Pumping more oil became one of Watt’s major goals. At the time of the first Arab oil embargo in 1973 and 1974, the United States imported about 39 percent of its oil, and American dependence on foreign oil became a major national security concern. Presidents Ford and Carter made conservation of energy use a major national priority.
Reagan and Watt rejected the idea of limits of any kind and looked instead for new sources of energy production. Shortly after taking office, Watt announced that he intended to use the billion-acre Outer Continental Shelf to break American dependence on foreign oil. The U.S. Geological Survey estimated that the OCS, the area that begins generally three miles off the mainland, contained as much as 44 billion barrels of oil and 231 trillion cubic feet of natural gas.
In May, 1981, Watt announced that he intended to open the OCS to leasing at a rate of about 200 million acres a year for five years. The U.S. government had leased only forty-two million acres of OCS land in the preceding twenty-two years. The scope of Watt’s plan shocked even oil company executives, who feared that they did not have the resources to respond to the opportunity.
Significance
James Watt developed his OCS policy in the larger framework of the Reagan revolution. Reagan set clear policy guidelines based on his conservative ideology and relied on loyal subordinates to implement his program. No one was more loyal than Watt. When White House moderates pushed for compromise, he proclaimed what became the conservative war cry: Let Reagan Be Reagan. Watt had “a bias for private enterprise,” he proudly admitted, and when he made a mistake he would err on the side of resource use rather than preservation.
His war with environmentalists began at once. Watt said that he intended to use budget decisions as an “excuse” to change policy. For example, he regarded the Office of Surface Mining as an overzealous and restrictive office that disrupted the mining industry. He cut its staff by 40 percent and rewrote most Carter administration surface-mining regulations. In July, 1981, he fired fifty-one Solicitor’s Office employees. By that time, he had announced his intention to lease the OCS, pushed plans to increase livestock grazing and mining on public land, and placed a moratorium on further federal land purchases for parks and preserves. In 1982, he announced plans to sell thirty-five million acres of federally owned wilderness and to open wilderness areas to mineral exploration.
------------------------------------------------------------
• **Set task**: Copy the text on James Watt word for word, starting at "Reagan and Watt" and ending at "of natural gas.".
------------------------------------------------------------
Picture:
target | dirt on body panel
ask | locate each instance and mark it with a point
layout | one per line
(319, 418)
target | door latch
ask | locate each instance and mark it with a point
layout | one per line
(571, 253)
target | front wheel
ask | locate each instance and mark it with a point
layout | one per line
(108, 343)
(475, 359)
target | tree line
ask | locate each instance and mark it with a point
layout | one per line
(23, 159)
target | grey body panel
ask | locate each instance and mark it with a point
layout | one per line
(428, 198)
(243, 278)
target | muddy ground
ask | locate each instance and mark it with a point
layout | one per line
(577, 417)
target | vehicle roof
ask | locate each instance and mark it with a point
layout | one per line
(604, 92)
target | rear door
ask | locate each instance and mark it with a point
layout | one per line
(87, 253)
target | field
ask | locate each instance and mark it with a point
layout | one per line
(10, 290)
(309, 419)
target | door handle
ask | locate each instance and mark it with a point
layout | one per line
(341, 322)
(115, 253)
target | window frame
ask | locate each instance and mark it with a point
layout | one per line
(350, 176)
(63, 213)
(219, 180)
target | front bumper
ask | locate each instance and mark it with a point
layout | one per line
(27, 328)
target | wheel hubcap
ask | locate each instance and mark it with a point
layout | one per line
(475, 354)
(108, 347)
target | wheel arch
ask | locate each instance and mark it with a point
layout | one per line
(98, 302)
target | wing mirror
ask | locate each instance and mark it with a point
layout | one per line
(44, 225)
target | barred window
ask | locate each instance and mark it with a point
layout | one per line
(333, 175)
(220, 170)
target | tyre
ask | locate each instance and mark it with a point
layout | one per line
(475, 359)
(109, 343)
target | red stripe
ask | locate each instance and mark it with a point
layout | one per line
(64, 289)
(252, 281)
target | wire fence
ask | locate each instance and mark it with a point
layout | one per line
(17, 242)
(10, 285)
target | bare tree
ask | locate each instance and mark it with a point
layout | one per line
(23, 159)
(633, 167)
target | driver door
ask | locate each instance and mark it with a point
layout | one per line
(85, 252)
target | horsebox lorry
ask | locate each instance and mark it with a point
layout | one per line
------------------------------------------------------------
• **Exercise solution**:
Reagan and Watt rejected the idea of limits of any kind and looked instead for new sources of energy production. Shortly after taking office, Watt announced that he intended to use the billion-acre Outer Continental Shelf to break American dependence on foreign oil. The U.S. Geological Survey estimated that the OCS, the area that begins generally three miles off the mainland, contained as much as 44 billion barrels of oil and 231 trillion cubic feet of natural gas.